I'm borrowing this from Robin, who wrote it a while back when she was our state psychiatric society's prez. A little background: Robin was a pediatrician, turned health policy expert, turned healthy. I'm guessing that she didn't do her second residency training in psychiatry so that she could write prescriptions for 40 patients a day, but I could be wrong. Except that I'm not.
---------------------
Psychiatry has always seemed to me to be the most fundamental and inclusive medical specialty. What healthys understand is this: Human illness is a dynamic function of genetics and environment, and genetics and environment are further influenced and changed by each other. So we understand that existential angst, psychodynamics, family structure, goodness of fit between parent and child, inborn temperament, neurotransmitters, brain structure and function, and more, are all part of the illness mix -- just as true listening, various forms of psychotherapy, and psychopharmacology are all part of the treatment. It is this understanding that elevates psychiatry to a model for all medical specialties. Furthermore, mental illness disrupts and damages those very human capacities that we value most -- our thinking, our emotional lives, and our behavior. I don’t mean to create a competition among the organs (pancreas, liver, kidney vs. mind/brain), but certainly those functions executed by the brain underlie all else. In light of all this, what could possibly account for psychiatric treatment’s peripheral, holding-on -by-the-skin-of-our-teeth insurance coverage status?
Dr. Myrna Weissman, in JAMA, wrote an editorial titled Stigma. She describes the experience of her friend’s fourteen year old son as he struggled with first, serious mental illness, and later, leukemia. What his mother encountered first was her insurance company’s refusal to authorize a comprehensive evaluation; a useless three day hospitalization leading to an episode with the legal system; blame for her son’s behavior; and more care provided by the education system than by the medical care system. What she encountered when he developed symptoms of leukemia was prompt diagnosis and full treatment; an expectation that there would be relapses; compassion and support; and full insurance coverage for hospitalizations, partial hospitalizations, and home care. Dr. Weissman concludes that the stigma associated with mental illness leads to lack of insurance parity, which leads to heartbreakingly bad care -- this, at a time when each week brings breathtaking new research findings about the etiologies of mental illnesses and their treatment.
---------
So what do you think? This paper was written in 2001. Has much changed? We hear a lot about psychiatry being under-funded because the research and the proof aren't there. It seems it can always be done with less (less time, less therapy, less hospital beds --okay, fewer hospital beds--, less expensive medications, less education) or so we're told. I personally think the insurance companies simply want to part with as little money as possible, and that certain illnesses garner more sympathy than others. Can you imagine the uproar if an insurance company refused to pay for a child's treatment for leukemia? And with all the push for parity, is it getting any better for psychiatry? Or is just getting worse for the other specialties?

▶ **Information provided**

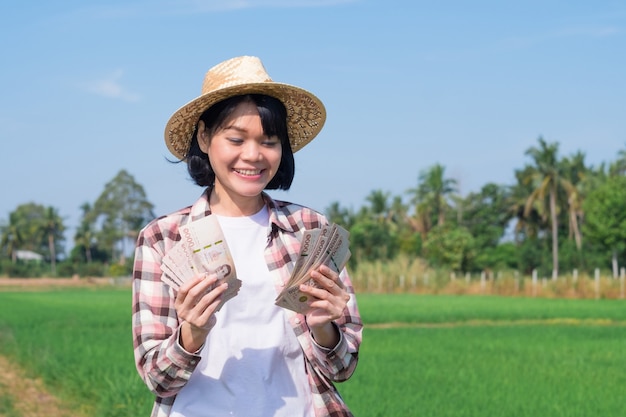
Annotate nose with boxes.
[241,140,263,161]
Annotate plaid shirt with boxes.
[132,191,363,417]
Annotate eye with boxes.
[226,137,243,145]
[262,136,280,147]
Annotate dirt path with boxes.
[0,356,78,417]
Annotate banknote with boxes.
[275,224,351,313]
[161,216,241,310]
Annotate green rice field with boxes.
[0,288,626,417]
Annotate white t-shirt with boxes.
[170,207,314,417]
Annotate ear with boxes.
[196,120,209,154]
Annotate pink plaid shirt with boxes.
[132,190,363,417]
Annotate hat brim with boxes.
[165,82,326,160]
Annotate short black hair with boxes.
[186,94,295,190]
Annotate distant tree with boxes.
[2,202,65,268]
[460,183,512,250]
[93,170,154,264]
[522,137,573,277]
[74,203,96,264]
[0,212,24,262]
[407,164,457,236]
[583,176,626,277]
[609,145,626,176]
[42,207,65,276]
[424,224,474,272]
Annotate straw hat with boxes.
[165,56,326,160]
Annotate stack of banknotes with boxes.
[161,216,350,313]
[275,223,350,313]
[161,216,241,310]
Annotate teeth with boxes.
[236,169,261,175]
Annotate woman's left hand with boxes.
[300,265,350,348]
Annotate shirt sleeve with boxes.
[132,226,200,397]
[309,269,363,382]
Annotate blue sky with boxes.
[0,0,626,246]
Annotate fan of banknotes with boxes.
[275,223,350,313]
[161,216,350,313]
[161,216,241,310]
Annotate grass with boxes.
[0,288,626,417]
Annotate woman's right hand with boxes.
[174,274,228,353]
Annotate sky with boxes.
[0,0,626,249]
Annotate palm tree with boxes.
[365,190,390,222]
[407,164,457,233]
[74,203,96,264]
[43,207,65,276]
[561,151,589,250]
[523,137,573,278]
[0,212,24,263]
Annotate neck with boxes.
[209,187,265,217]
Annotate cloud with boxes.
[84,70,140,101]
[68,0,360,19]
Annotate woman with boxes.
[133,57,362,417]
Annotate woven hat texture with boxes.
[165,56,326,160]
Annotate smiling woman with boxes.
[133,56,362,417]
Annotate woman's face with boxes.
[198,101,282,205]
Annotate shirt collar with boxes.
[189,187,297,233]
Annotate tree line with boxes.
[0,137,626,277]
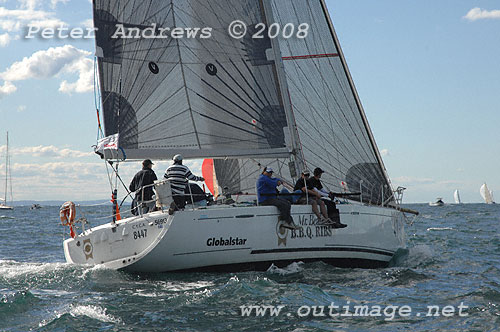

▶ **What is being asked**
Change "prez" to "president" in the passage of the text about psychiatry and insurance coverage between "I'm borrowing this" and "that I'm not.", inclusive, and give that passage back. Work from the text about psychiatry and insurance coverage alone.

▶ **Written solution**
I'm borrowing this from Robin, who wrote it a while back when she was our state psychiatric society's president. A little background: Robin was a pediatrician, turned health policy expert, turned healthy. I'm guessing that she didn't do her second residency training in psychiatry so that she could write prescriptions for 40 patients a day, but I could be wrong. Except that I'm not.